** Text section **
------------------------------------------------------------------------
There is something interesting going on with the asyncio stuff because it seems to think its querying ton more data than it actually is as well:

The first small line that is on there is doing a single query and it detected that it was getting 60k reads per second. The big boost at 1.5 million/sec is using async IO, the end result from both queries is 1 million records but its odd to see such a difference. Especially since if it thinks its getting 1.5 million rows per second the whole thing should take 1 second not 12.

Here is the code:

import rethinkdb as r
import random
import rapidjson
import pytz
import time
import yappi
from datetime import datetime
from concurrent.futures import ThreadPoolExecutor, ProcessPoolExecutor
UTC = pytz.utc

YAPPI = False
DO_CREATE = False
DO_INSERTS = False
SERVER = "mt1-rethinkd1c1"
#SERVER = "localhost"
TABLE = "test5"

class RapidJsonDecoder(object):
    def __init__(self, reql_format_opts):
        pass

    def decode(self, s):
        return rapidjson.loads(s, precise_float=False)

def create_decoder(format_opts):
    return RapidJsonDecoder(format_opts)

conn = r.connect(SERVER)
conn._get_json_decoder = create_decoder


if DO_CREATE:
    r.table_create(TABLE).run(conn)

START_BIGINT = 100000000000000000
END_BIGINT = 999999999999999999


def utc_now():
    now = datetime.utcnow()
    tz_now = now.replace(tzinfo=UTC)
    return tz_now.timestamp()


def get_rint(start=1000000, end=9999999):
    """
    Generate a very large integer
    :return:
    """
    return random.randint(start, end)


def get_bigint():
    """
    Generate a random BIGINT
    :return:
    """
    return get_rint(start=START_BIGINT, end=END_BIGINT)
------------------------------------------------------------------------
** Information supplied **
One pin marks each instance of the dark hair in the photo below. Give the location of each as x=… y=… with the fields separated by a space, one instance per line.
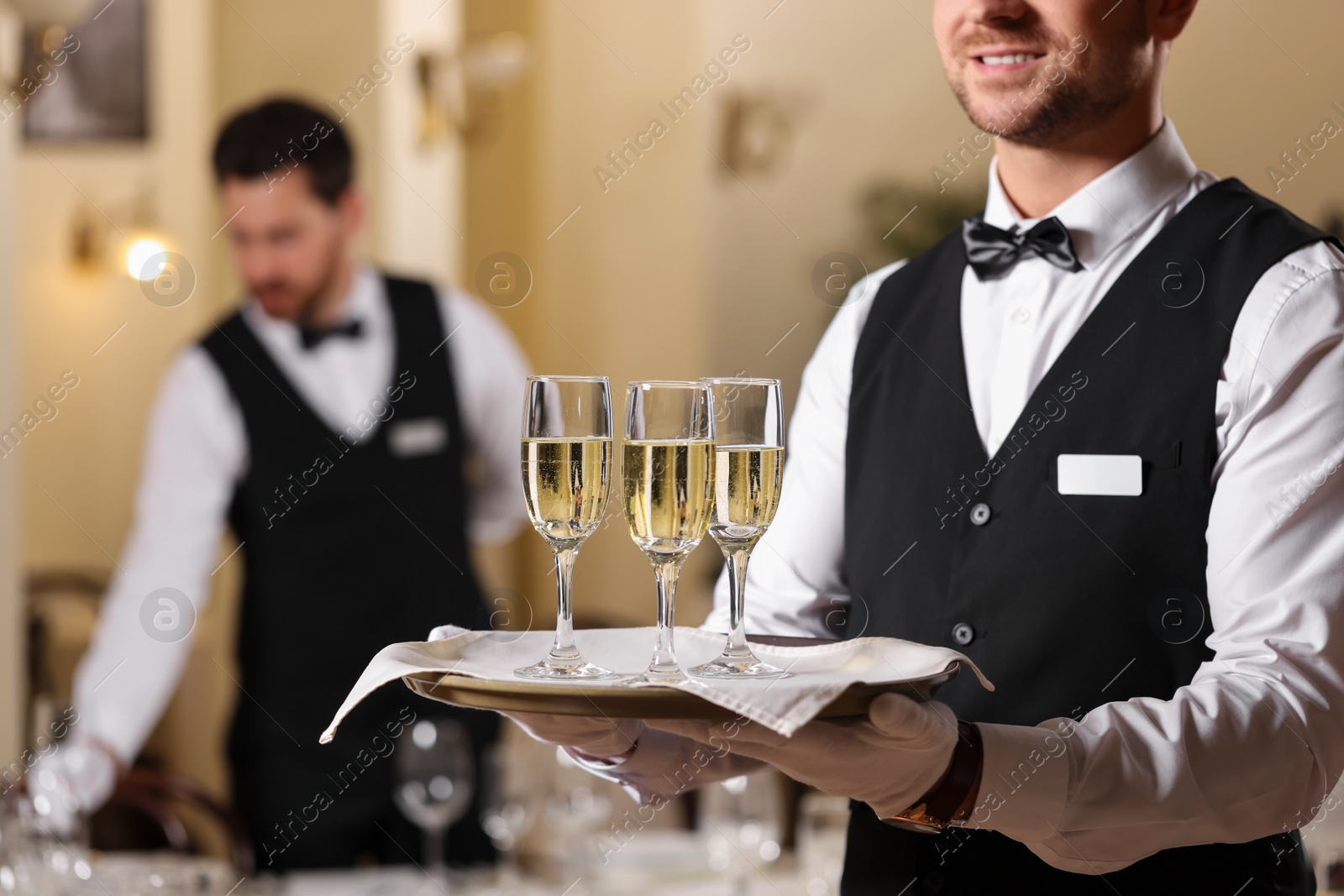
x=286 y=134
------------------------------------------------------------------------
In the RethinkDB post, revise the part from "return random.randint(start, end)" to "return get_rint(start=START_BIGINT, end=END_BIGINT)" so that "get_rint" becomes "random_int".

return random.randint(start, end)


def get_bigint():
    """
    Generate a random BIGINT
    :return:
    """
    return random_int(start=START_BIGINT, end=END_BIGINT)